PAGE EXCERPT ->
━━━━━━━━━━━━━━━━━━━━━━━━━━━━━━

Retirement Can Wait
I didn't need retirement, I just needed space.
For the last year and a half of my corporate healthcare career, I walked around with my teeth gritted and my tongue bitten. Every meeting required a version of me I didn’t recognize… someone who could deliver bad news with a straight face, manipulate metrics to satisfy a client, and nod along while good nurses lost their jobs because shifting resources around looked better on a balance sheet. The people we were supposed to be serving, the actual human beings enrolled in a health insurance plan, were an afterthought. The front-line workers were expendable. And somewhere above me, the directors and vice presidents seemed genuinely energized by the game of it, which made me feel more alone than I can easily describe. I couldn’t make myself care about the right things. I couldn’t make myself stop caring about the wrong ones. And because I worked remotely, there was no commute to decompress in, no physical distance between the job and the rest of my life, just a laptop closing and the same four walls, and the pretending following me right into my own living room. For a couple of years I knew I needed to leave. I also knew I was unlikely to ever make that kind of money working from home again, and that knowledge kept me right where I was. Golden handcuffs, indeed.

━━━━━━━━━━━━━━━━━━━━━━━━━━━━━━

STATED PROBLEM A ->
Please locate each line in the records that contains the word "rock", and copy those lines.

INPUT FOR THIS TASK ->
━━━━━━━━━━━━━━━━━━━━━━━━━━━━━━

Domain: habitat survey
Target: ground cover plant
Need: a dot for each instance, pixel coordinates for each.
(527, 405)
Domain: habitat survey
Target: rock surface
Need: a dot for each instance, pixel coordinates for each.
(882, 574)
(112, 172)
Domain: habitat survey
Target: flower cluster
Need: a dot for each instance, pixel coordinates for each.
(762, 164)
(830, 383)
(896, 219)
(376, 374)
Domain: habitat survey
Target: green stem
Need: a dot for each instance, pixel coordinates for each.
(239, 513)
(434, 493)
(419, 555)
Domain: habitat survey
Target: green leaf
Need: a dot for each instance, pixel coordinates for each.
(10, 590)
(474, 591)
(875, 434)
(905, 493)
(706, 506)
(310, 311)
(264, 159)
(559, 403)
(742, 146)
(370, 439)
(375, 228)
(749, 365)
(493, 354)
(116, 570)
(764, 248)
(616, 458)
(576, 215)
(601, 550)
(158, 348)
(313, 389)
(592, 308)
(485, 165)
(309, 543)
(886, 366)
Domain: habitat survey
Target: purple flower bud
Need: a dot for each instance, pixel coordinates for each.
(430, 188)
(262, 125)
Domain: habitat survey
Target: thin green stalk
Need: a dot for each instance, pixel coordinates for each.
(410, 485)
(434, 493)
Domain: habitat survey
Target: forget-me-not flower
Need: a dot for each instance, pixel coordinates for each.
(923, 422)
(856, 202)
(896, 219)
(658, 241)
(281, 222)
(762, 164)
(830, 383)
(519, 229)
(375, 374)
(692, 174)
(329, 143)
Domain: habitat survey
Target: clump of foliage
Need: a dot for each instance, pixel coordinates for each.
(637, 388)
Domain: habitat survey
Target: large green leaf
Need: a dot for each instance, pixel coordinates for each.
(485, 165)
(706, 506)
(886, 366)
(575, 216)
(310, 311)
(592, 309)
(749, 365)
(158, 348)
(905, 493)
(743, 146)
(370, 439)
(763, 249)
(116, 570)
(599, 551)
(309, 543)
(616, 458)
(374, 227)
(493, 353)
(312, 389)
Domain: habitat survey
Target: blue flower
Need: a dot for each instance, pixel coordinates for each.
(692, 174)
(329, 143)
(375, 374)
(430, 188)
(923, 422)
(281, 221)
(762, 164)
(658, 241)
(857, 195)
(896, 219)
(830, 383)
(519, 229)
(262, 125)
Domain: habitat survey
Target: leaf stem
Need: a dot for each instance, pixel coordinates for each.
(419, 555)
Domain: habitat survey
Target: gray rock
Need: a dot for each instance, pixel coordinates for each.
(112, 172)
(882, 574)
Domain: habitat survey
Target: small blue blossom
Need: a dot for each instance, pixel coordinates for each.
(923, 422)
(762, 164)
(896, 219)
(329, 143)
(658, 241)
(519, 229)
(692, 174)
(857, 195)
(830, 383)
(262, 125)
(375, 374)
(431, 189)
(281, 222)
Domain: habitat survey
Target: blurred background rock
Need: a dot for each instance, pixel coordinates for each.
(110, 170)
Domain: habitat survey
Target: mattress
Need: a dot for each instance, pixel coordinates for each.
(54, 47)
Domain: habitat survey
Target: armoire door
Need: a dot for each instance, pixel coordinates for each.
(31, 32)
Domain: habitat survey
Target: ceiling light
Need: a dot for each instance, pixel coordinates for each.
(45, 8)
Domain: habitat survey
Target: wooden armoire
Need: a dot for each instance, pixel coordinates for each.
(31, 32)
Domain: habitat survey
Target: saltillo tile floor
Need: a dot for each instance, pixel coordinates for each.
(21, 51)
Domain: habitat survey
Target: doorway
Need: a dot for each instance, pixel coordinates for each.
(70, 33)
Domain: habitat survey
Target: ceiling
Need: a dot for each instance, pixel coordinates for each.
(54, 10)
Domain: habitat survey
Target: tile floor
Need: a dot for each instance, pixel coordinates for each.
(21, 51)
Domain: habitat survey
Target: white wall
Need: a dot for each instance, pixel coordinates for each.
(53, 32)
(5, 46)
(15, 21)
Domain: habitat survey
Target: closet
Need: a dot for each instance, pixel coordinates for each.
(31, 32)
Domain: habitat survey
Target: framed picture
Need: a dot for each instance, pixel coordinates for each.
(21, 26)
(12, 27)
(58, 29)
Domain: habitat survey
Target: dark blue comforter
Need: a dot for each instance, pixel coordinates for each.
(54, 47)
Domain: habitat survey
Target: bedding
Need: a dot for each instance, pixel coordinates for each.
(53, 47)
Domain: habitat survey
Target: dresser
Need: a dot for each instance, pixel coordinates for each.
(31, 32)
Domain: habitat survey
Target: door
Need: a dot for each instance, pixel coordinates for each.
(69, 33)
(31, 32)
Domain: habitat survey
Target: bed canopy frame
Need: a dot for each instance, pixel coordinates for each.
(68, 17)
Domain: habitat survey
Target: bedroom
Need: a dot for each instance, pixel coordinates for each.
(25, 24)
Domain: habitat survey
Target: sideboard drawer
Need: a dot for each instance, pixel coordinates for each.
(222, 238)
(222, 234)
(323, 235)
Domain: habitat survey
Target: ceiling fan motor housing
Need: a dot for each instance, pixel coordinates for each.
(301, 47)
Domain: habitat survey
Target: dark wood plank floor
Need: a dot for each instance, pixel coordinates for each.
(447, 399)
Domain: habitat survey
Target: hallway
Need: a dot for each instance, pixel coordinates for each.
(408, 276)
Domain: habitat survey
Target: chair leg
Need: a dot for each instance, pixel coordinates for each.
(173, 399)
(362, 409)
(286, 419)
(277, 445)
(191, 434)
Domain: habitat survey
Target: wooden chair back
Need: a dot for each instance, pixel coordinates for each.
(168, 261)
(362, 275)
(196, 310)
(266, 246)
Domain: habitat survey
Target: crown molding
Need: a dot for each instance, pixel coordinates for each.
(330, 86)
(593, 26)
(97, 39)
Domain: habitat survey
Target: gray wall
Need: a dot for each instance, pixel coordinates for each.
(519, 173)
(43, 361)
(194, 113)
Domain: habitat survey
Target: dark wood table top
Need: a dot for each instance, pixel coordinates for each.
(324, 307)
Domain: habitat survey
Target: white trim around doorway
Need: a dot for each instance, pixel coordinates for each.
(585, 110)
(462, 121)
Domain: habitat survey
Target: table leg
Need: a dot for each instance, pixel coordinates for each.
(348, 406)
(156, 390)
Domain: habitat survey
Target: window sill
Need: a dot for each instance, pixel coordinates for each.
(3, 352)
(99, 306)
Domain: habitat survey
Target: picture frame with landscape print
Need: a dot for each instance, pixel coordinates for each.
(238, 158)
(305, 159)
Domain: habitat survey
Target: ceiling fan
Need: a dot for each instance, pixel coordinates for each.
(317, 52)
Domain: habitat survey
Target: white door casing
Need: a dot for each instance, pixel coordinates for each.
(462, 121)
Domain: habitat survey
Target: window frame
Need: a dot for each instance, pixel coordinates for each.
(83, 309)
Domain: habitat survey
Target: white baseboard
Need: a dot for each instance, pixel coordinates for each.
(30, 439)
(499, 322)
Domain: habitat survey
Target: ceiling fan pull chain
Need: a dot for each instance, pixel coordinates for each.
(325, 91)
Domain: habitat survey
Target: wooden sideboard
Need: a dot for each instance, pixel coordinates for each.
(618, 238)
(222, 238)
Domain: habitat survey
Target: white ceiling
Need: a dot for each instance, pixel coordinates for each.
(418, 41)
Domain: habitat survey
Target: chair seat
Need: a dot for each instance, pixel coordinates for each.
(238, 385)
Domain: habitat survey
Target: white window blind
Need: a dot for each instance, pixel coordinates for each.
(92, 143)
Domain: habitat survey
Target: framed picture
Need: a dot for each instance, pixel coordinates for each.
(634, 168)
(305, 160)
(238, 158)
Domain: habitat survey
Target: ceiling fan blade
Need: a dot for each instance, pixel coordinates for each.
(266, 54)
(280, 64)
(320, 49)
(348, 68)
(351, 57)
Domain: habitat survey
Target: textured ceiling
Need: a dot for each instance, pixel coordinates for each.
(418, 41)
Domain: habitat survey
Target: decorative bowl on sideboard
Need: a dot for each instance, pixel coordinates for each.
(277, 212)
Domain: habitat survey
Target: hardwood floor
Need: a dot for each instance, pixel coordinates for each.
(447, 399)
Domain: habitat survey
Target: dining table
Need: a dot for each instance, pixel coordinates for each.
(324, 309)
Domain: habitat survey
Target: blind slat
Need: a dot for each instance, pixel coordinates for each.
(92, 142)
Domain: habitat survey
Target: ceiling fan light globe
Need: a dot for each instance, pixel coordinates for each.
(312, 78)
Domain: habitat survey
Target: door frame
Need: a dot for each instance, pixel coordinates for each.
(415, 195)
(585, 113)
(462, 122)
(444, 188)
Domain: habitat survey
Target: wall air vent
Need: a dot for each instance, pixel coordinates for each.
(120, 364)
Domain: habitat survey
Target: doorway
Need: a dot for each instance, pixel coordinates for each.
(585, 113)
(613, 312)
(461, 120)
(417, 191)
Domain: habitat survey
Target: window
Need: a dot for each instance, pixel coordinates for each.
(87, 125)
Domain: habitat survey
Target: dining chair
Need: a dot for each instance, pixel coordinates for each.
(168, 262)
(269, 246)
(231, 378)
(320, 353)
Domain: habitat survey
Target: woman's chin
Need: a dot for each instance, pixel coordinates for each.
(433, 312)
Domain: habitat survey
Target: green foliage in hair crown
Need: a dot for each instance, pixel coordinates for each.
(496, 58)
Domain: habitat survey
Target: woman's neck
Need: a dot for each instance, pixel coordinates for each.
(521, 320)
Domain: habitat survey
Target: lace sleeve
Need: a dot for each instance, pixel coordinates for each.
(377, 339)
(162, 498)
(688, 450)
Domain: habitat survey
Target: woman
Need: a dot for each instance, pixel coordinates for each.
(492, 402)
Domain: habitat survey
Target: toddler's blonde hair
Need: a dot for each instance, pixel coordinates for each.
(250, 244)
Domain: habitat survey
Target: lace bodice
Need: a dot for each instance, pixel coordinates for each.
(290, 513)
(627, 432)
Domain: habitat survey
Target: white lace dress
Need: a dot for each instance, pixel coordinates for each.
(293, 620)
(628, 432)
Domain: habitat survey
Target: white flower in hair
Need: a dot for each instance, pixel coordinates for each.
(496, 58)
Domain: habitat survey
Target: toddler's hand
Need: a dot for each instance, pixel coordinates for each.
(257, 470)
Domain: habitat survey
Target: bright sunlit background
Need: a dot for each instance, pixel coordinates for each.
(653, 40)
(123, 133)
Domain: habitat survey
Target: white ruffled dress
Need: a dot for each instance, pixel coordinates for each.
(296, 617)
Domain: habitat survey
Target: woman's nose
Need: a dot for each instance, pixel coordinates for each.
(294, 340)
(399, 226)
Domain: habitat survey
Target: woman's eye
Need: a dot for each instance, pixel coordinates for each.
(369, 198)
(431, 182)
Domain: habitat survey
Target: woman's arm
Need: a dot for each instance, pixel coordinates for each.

━━━━━━━━━━━━━━━━━━━━━━━━━━━━━━

STATED PROBLEM B ->
In the retirement essay, what two-word phrase does the writer use for the pay that kept them in the corporate job?

COMPLETE RESPONSE A ->
Target: rock surface
Target: gray rock
Target: blurred background rock

COMPLETE RESPONSE B ->
Golden handcuffs.